* Task instructions *
Retype the forum thread below about software for equalizing a sound system, word for word.

* Document segment *
__________________________________________________

# Sound Software for EQ



## Techy670 (Nov 26, 2008)

Hello,

I was wondering if there was software you could get that would help EQ a sound system. and if so how would I go about hooking my computer up to the system to test the EQ.

Thank You for any response

Techy670


----------



## DaveySimps (Nov 26, 2008)

It sounds like Real Time Analyzer (RTA) would be useful to you. SMAART is a great program that is useful (although not cheap). For any RTA, you would need a reference mic plugged into a decent sound card. The mic reads the signal (either a test tone, white / pink noise, or your actual music / sound) coming from the pa and displays it on the screen so you can see a vsual representation of your sound by frequency. This combined with a 31 band graphic eq or parametric eq would be a good way to balance a system.

EAW: Software


----------



## Techy670 (Nov 26, 2008)

Thank you very much.


----------



## museav (Nov 26, 2008)

A couple of clarifications. If you are using Smaart simply as an RTA there are many more cost effective tools, just do a search for "RTA" or "Real Time Analyzer", there are many free or inexpensive RTA programs out there. Programs like Smaart, EASERA SysTune, SpectraFoo, MacFOH, WinMLS and Praxis or devices like TEF and SIM are much more powerful than simply being an RTA, which is part of the reason behind the cost for them.

Programs like Smaart and SysTune are most effective as two channels systems where instead of just looking at the mic, they are comparing that measurement signal to a reference signal so that what you see is the difference between them, called the transfer function. That is what potentially allows you to use sources such as music or live program material, something you cannot do with single channel systems. Obviously, the more linear and transparent each signal path the more you see the actual differences in the signals and not in the equipment. You can use any mics, soundcards, etc. and likely get a usable result, but the better those devices are, the more accurate the results.

__________________________________________________

* Excerpted records *
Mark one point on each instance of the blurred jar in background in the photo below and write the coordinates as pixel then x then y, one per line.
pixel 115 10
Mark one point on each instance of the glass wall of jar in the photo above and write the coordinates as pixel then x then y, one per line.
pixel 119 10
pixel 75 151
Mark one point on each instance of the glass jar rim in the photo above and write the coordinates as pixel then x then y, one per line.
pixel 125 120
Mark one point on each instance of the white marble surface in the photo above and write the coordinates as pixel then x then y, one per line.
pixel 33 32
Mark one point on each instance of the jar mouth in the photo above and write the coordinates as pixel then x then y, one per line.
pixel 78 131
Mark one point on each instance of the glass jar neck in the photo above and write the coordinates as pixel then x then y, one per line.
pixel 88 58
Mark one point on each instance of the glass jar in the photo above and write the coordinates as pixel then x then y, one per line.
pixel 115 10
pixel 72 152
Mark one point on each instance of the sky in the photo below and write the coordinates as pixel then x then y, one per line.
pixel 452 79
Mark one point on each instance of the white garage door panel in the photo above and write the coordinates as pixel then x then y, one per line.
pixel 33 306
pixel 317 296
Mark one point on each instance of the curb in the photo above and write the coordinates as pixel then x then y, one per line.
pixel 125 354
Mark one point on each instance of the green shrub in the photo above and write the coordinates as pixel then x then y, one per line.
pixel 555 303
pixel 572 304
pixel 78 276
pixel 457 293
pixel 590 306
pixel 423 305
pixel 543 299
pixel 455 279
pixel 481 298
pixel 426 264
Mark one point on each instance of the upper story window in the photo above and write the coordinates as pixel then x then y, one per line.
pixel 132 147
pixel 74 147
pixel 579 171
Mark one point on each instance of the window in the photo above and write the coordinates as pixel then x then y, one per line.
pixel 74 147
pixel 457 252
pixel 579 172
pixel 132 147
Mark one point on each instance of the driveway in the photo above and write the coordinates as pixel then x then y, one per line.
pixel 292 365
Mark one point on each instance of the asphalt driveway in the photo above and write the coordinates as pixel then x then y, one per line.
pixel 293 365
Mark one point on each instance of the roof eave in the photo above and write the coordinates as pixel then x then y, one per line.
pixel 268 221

__________________________________________________

* The result *
# Sound Software for EQ



## Techy670 (Nov 26, 2008)

Hello,

I was wondering if there was software you could get that would help EQ a sound system. and if so how would I go about hooking my computer up to the system to test the EQ.

Thank You for any response

Techy670


----------



## DaveySimps (Nov 26, 2008)

It sounds like Real Time Analyzer (RTA) would be useful to you. SMAART is a great program that is useful (although not cheap). For any RTA, you would need a reference mic plugged into a decent sound card. The mic reads the signal (either a test tone, white / pink noise, or your actual music / sound) coming from the pa and displays it on the screen so you can see a vsual representation of your sound by frequency. This combined with a 31 band graphic eq or parametric eq would be a good way to balance a system.

EAW: Software


----------



## Techy670 (Nov 26, 2008)

Thank you very much.


----------



## museav (Nov 26, 2008)

A couple of clarifications. If you are using Smaart simply as an RTA there are many more cost effective tools, just do a search for "RTA" or "Real Time Analyzer", there are many free or inexpensive RTA programs out there. Programs like Smaart, EASERA SysTune, SpectraFoo, MacFOH, WinMLS and Praxis or devices like TEF and SIM are much more powerful than simply being an RTA, which is part of the reason behind the cost for them.

Programs like Smaart and SysTune are most effective as two channels systems where instead of just looking at the mic, they are comparing that measurement signal to a reference signal so that what you see is the difference between them, called the transfer function. That is what potentially allows you to use sources such as music or live program material, something you cannot do with single channel systems. Obviously, the more linear and transparent each signal path the more you see the actual differences in the signals and not in the equipment. You can use any mics, soundcards, etc. and likely get a usable result, but the better those devices are, the more accurate the results.